**RECORDS:**
============================================================

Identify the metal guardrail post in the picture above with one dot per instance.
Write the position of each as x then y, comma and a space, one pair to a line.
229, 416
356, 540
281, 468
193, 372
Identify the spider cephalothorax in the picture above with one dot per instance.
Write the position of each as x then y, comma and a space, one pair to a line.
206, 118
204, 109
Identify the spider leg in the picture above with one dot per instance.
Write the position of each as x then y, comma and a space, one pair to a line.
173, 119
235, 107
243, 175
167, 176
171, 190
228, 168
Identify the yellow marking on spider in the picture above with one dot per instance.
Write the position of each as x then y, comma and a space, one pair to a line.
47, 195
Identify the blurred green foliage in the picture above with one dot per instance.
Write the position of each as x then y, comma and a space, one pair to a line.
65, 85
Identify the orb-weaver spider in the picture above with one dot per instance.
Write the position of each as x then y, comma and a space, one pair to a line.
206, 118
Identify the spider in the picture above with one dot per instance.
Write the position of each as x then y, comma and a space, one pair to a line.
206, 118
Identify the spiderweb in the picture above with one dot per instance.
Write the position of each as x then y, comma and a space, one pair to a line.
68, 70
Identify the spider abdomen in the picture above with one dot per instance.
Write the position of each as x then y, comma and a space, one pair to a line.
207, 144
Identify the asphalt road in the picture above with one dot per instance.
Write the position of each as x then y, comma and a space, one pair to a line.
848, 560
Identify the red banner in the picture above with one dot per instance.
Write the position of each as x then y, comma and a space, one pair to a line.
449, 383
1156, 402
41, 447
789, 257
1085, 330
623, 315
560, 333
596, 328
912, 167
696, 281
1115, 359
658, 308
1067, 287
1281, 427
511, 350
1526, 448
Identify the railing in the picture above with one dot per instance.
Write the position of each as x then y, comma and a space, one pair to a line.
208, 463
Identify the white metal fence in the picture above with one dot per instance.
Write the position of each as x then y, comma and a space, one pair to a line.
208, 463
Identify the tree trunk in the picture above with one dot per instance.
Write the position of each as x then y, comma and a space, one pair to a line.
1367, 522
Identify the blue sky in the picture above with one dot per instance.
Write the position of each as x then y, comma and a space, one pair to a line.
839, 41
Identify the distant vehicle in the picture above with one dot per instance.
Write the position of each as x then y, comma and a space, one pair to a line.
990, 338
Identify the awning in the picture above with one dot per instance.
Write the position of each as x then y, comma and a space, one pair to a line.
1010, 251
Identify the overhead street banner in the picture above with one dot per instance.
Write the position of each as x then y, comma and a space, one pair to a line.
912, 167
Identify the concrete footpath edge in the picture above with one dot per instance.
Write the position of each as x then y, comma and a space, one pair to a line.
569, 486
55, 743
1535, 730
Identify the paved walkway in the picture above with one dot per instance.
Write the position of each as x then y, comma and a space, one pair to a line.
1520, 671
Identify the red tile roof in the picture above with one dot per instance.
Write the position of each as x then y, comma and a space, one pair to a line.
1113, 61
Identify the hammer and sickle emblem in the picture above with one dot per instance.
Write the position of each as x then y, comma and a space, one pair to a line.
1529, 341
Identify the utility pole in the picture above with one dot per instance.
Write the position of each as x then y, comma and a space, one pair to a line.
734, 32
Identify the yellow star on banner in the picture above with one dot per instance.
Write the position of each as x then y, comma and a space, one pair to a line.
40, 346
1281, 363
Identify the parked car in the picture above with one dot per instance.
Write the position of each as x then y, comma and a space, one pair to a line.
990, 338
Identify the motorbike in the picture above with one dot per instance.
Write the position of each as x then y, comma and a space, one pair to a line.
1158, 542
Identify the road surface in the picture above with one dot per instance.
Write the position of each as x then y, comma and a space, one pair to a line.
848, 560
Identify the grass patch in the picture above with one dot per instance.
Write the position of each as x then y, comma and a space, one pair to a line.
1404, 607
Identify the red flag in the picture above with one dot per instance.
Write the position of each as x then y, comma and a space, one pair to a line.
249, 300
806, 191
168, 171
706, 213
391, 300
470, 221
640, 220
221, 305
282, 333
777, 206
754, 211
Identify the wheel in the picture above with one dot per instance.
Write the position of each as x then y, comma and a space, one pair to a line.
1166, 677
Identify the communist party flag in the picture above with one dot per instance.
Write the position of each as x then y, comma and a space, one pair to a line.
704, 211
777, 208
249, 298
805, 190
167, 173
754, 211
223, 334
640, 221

============================================================

**DESCRIPTION OF THE TASK:**
Your task is to repeat the data exactly, with nothing left out.

**RESPONSE TO THE EXERCISE:**
Identify the metal guardrail post in the picture above with one dot per instance.
Write the position of each as x then y, comma and a space, one pair to a line.
229, 416
356, 540
281, 468
193, 372
Identify the spider cephalothorax in the picture above with one dot per instance.
Write the position of each as x then y, comma and a space, one pair to a line.
206, 118
204, 109
Identify the spider leg in the picture above with one dot per instance.
Write the position of each as x then y, comma and a space, one pair to a line.
173, 119
235, 107
243, 175
167, 176
171, 190
228, 168
Identify the yellow marking on spider in the picture above with one dot per instance.
Write the position of each as x then y, comma and a space, one pair to a line.
47, 195
Identify the blurred green foliage in the picture above with one dot per instance.
Write the position of each as x then y, comma and a space, one pair to a line.
65, 85
Identify the orb-weaver spider in the picture above with one dot per instance.
Write the position of each as x then y, comma and a space, one pair to a line.
206, 118
Identify the spider in the picture above with one dot per instance.
Write the position of each as x then y, comma and a space, one pair to a line.
206, 118
Identify the spiderweb in the picture above with one dot per instance.
Write the position of each as x then y, comma and a space, one pair to a line.
68, 70
Identify the spider abdomen in the picture above with one dot per instance.
Write the position of each as x then y, comma and a space, one pair to a line.
207, 144
Identify the asphalt road in the picture above with one dot per instance.
Write the position of each as x then y, comma and a space, one pair to a line.
848, 560
Identify the red banner in the picture above with one dot per instance.
Write the position of each as x then y, comma and a space, one pair to a line.
449, 383
1156, 402
41, 447
789, 257
1085, 330
623, 315
560, 333
596, 328
912, 167
696, 281
1115, 359
658, 308
1067, 287
1281, 427
511, 350
1526, 448
Identify the railing in the picture above with one dot per instance.
Write the position of each as x then y, comma and a space, one pair to a line.
208, 463
Identify the white metal fence in the picture above with one dot per instance.
Write the position of each as x then y, comma and a space, one pair to a line.
208, 463
Identify the tree trunk in the picture above with one dot per instance.
Write the position of each as x then y, comma and a space, one pair to a line.
1367, 522
Identify the blue sky in the picture above with one dot per instance.
Write the position of each as x then y, comma and a space, one pair to a line.
839, 41
Identify the distant vehicle in the picture above with one dot per instance.
Write the position of each as x then y, comma and a space, one pair to a line.
990, 338
Identify the awning in the picture above with one dot per instance.
Write the position of each as x then y, comma and a space, one pair to a line.
1010, 251
Identify the overhead street banner in the picture above with one dot per instance.
Write the position of each as x then y, comma and a space, one pair to a line.
912, 167
Identify the concrete footpath edge in the picture above with one dot per instance.
Write the position of each as x then y, comma and a space, one pair to a line.
569, 486
55, 743
1535, 730
Identify the paved walkway in the picture above with one dot per instance.
Write the position of each as x then y, comma and a space, one pair to a line.
1520, 671
Identify the red tile roof in the picture above with one dot per instance.
Write the position of each as x then y, comma and a space, one pair to a line.
1113, 61
Identify the hammer and sickle emblem in the picture above with one dot per instance.
Write the position of each as x then y, comma and a space, one pair to a line.
1529, 341
Identify the utility pole in the picture above with one dot per instance.
Write the position of each as x then y, comma and a space, one pair to a line.
734, 32
Identify the yellow star on banner in the picture above with one dot per instance.
Write the position of each as x then y, comma and a space, one pair to a line.
40, 346
1281, 363
Identify the parked car in the picture above with one dot per instance.
Write the position of each as x then y, comma and a space, one pair to a line.
990, 338
Identify the motorbike in the picture above with one dot per instance.
Write the position of each as x then y, comma and a space, one pair to a line.
1158, 542
Identify the road surface in the picture above with one dot per instance.
Write the position of each as x then y, comma and a space, one pair to a line.
848, 560
Identify the grass patch in the picture above with one dot per instance.
Write the position of each as x then y, comma and a space, one pair to a line.
1404, 607
Identify the red flag in the picture above with one dot per instance.
Write the position of each as x then y, comma and a space, one pair to a line.
249, 300
806, 191
168, 171
706, 213
391, 300
470, 221
640, 220
221, 305
282, 333
777, 206
754, 211
Identify the wheel in the picture above with one dot per instance.
Write the position of each as x then y, comma and a space, one pair to a line.
1166, 677
Identify the communist party flag in the picture above with one dot per instance.
Write the position of each as x then y, comma and a space, one pair to a line.
704, 211
777, 208
249, 298
805, 190
167, 173
754, 211
223, 334
640, 221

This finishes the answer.